Vorliegender Text

Hängt es tiefer, das Damoklesschwert!
Der Tyrann von Syrakus hätte da eine bedenkenswerte Lehre für unsere Wahlkämpfer.
Warum uns die liebe EU ständig droht, weiß man nicht. Jedenfalls verschärfte sie dieser Tage ihre Drohung, eine bestimmte Regelung der österreichischen Familienbeihilfe zu Fall zu bringen, was Medien zu der Schlagzeile animierte: „Die EU hängt das Damoklesschwert in Sachen Familienbeihilfe tiefer.“
Ein tiefer gehängtes Schwert ist immer interessant, aber stimmt dieses Bild auch? Die Geschichte vom Damoklesschwert, wie sie Cicero überliefert hat, geht jedenfalls so: Zu Dionys, dem Tyrannen, schlich in Syrakus der Schmeichler Damokles und pries den Reichtum, die Macht und die Glückseligkeit des Herrschers. Dieser lachte bitter.
„Willst du, Damokles, dieses Leben kosten?“, fragte er. Als jener bejahte, ließ der Herrscher ihm ein prächtiges Gastmahl vorsetzen, mit goldenem Geschirr, erlesenen Genüssen und (wie in der Überlieferung ausdrücklich erwähnt wird) schönen Knaben. Damokles war beglückt. Da ließ Dionysios von der Decke ein funkelndes Schwert herabsenken, aufgehängt an einem Haar und direkt über dem Scheitel des Damokles schwebend, der verständlicherweise entsetzt die Flucht ergriff.
Der Tyrann wollte damit zeigen, dass er namenlose Verbrechen hatte begehen müssen, um die Macht und die damit verbundenen Annehmlichkeiten zu erringen. Genießen konnte er sie nun aber nicht, da beständig die Gefahr von Racheakten über ihm schwebte und er um sein Leben fürchten musste.

Erfasste Angaben
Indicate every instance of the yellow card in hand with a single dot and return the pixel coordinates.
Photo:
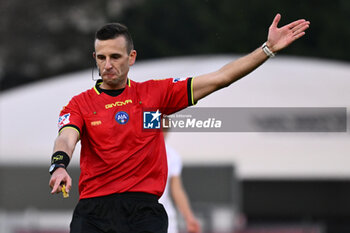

Aufgaben und Übungen
(a) Führen Sie alle Eigenschaften des Herrschers auf, die Damokles im Text über das Damoklesschwert rühmt.
(b) Zitieren Sie aus dem Text über das Damoklesschwert die Stelle, die mit „Warum uns die“ beginnt und mit „Dieser lachte bitter.“ endet.
Als Grundlage dient allein der Text, nicht das Material.

Vollständige Lösungen
(a) den Reichtum, die Macht und die Glückseligkeit des Herrschers

(b)
Warum uns die liebe EU ständig droht, weiß man nicht. Jedenfalls verschärfte sie dieser Tage ihre Drohung, eine bestimmte Regelung der österreichischen Familienbeihilfe zu Fall zu bringen, was Medien zu der Schlagzeile animierte: „Die EU hängt das Damoklesschwert in Sachen Familienbeihilfe tiefer.“
Ein tiefer gehängtes Schwert ist immer interessant, aber stimmt dieses Bild auch? Die Geschichte vom Damoklesschwert, wie sie Cicero überliefert hat, geht jedenfalls so: Zu Dionys, dem Tyrannen, schlich in Syrakus der Schmeichler Damokles und pries den Reichtum, die Macht und die Glückseligkeit des Herrschers. Dieser lachte bitter.